Please output the section of the listing below that opens with the line containing "the street lamp." and closes with the line containing "block wall texture.", exactly and with nothing else.

DATA SUPPLIED =
-- -- --
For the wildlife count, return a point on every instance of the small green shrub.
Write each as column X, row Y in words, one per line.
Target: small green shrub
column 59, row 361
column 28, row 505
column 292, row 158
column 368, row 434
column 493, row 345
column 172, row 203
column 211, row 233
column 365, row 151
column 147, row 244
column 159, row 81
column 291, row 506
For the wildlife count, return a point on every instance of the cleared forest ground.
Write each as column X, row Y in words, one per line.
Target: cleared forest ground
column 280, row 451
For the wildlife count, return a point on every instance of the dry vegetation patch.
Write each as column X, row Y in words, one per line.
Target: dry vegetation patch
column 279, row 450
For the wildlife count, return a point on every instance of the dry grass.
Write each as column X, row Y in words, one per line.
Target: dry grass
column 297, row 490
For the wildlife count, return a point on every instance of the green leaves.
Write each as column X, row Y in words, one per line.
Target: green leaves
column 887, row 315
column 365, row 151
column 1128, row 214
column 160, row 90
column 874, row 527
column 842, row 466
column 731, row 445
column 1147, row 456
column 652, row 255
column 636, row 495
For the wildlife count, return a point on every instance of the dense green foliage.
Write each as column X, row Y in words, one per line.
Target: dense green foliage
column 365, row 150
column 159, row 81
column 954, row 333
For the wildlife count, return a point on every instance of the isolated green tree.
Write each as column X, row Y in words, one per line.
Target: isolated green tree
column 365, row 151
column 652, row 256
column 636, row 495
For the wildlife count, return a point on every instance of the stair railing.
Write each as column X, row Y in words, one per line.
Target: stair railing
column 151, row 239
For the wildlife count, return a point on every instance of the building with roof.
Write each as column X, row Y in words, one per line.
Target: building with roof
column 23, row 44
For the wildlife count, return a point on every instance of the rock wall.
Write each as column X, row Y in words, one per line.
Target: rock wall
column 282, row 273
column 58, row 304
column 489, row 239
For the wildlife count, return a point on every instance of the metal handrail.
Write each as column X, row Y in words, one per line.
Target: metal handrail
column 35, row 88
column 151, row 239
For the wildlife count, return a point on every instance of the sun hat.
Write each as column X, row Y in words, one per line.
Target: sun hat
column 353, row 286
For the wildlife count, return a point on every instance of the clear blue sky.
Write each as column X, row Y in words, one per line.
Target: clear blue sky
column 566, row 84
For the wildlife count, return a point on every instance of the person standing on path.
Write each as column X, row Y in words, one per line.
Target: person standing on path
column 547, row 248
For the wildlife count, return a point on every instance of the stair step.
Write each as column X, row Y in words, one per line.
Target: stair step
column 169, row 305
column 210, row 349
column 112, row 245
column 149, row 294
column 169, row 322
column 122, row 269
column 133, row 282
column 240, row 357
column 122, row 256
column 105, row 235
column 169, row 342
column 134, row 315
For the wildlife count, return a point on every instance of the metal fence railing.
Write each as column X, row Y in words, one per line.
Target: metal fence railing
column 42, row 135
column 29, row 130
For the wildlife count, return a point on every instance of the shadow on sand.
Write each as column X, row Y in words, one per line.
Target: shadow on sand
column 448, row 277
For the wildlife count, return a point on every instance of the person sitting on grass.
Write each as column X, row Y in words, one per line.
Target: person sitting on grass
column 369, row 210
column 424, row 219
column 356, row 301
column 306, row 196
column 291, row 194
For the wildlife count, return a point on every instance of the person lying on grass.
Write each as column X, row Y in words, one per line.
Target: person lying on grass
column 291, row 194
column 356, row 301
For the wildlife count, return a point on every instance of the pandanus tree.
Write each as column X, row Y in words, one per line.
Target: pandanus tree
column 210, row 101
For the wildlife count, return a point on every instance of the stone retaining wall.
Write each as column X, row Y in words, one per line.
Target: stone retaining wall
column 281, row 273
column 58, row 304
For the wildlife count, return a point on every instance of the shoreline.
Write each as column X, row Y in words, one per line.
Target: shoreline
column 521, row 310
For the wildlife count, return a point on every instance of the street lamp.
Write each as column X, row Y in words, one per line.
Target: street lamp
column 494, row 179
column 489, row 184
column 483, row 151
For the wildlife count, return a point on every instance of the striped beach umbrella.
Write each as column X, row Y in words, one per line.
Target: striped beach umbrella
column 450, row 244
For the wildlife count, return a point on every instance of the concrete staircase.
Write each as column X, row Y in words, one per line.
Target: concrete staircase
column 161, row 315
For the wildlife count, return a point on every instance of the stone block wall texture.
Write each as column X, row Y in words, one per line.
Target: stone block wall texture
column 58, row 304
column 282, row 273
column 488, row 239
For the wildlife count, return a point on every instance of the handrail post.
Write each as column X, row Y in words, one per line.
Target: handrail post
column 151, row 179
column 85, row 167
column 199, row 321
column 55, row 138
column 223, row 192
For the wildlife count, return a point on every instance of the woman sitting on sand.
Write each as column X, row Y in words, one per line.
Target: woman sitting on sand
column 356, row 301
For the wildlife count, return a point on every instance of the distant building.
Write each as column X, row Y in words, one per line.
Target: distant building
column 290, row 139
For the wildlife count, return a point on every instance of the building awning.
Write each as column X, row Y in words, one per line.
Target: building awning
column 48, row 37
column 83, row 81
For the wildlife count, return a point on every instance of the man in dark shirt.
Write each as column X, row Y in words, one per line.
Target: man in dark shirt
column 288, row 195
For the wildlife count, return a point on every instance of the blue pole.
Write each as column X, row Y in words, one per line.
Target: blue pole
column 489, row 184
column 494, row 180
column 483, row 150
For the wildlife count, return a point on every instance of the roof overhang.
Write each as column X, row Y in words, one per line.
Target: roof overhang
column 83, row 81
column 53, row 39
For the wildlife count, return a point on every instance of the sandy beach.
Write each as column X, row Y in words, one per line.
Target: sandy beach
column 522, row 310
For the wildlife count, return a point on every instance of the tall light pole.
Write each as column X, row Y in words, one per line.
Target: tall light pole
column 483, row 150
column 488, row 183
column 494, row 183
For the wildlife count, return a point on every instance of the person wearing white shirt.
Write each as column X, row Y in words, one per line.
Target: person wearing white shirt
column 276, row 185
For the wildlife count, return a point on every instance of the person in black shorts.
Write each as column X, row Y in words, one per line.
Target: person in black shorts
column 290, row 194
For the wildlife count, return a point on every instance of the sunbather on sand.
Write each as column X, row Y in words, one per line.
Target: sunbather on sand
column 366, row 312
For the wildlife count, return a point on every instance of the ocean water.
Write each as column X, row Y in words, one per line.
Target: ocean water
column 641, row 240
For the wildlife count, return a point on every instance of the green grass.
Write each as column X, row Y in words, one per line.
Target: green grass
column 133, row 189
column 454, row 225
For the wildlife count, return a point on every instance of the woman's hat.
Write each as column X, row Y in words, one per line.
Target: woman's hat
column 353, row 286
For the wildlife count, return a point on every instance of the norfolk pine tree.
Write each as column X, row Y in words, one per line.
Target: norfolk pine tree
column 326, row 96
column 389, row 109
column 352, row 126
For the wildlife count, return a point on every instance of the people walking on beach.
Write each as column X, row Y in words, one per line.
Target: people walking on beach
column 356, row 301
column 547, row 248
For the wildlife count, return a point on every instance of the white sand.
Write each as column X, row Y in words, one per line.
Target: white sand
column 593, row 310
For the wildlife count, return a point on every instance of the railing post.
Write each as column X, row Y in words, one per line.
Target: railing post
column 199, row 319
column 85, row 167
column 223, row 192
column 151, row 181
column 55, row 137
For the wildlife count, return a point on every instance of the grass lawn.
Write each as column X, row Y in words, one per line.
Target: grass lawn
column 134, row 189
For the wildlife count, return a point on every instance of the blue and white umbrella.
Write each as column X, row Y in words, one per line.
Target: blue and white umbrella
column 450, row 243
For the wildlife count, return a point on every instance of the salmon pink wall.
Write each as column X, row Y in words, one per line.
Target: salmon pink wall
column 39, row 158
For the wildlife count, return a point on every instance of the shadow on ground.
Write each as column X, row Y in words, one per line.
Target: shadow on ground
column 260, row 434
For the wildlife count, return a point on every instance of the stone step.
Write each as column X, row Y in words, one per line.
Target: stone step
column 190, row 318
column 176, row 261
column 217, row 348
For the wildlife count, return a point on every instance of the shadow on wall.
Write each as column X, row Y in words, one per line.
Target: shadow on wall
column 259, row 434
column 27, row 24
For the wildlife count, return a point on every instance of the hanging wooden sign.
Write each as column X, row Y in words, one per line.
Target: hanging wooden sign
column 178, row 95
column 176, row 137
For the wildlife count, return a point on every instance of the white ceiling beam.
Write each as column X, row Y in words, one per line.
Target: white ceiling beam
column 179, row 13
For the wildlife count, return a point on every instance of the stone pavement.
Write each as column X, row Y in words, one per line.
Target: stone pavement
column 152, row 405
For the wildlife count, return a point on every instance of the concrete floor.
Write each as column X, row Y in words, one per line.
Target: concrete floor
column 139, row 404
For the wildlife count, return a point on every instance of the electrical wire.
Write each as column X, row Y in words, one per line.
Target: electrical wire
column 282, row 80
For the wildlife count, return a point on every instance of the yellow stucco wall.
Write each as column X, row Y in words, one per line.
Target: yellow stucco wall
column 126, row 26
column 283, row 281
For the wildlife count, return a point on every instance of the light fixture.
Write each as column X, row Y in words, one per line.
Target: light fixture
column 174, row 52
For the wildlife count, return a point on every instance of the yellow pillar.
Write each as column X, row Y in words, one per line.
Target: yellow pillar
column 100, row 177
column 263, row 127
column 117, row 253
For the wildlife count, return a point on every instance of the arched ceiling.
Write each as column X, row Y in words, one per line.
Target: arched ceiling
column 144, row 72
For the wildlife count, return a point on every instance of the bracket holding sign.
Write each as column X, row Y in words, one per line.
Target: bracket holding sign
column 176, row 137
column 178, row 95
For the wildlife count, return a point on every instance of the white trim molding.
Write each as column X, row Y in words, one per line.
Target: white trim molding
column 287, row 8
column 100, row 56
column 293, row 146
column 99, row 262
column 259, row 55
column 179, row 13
-- -- --
SOLUTION TO THE EXERCISE =
For the wildlife count, return a point on every instance of the street lamp.
Write each as column X, row Y in words, one per line.
Target: street lamp
column 494, row 179
column 489, row 184
column 483, row 151
For the wildlife count, return a point on every instance of the striped beach umbrella.
Write each as column X, row Y in words, one per line.
Target: striped beach umbrella
column 450, row 244
For the wildlife count, return a point on every instance of the concrete staircase.
Write each as column X, row Y in words, one per line.
Target: concrete staircase
column 161, row 315
For the wildlife count, return a point on every instance of the stone block wall texture.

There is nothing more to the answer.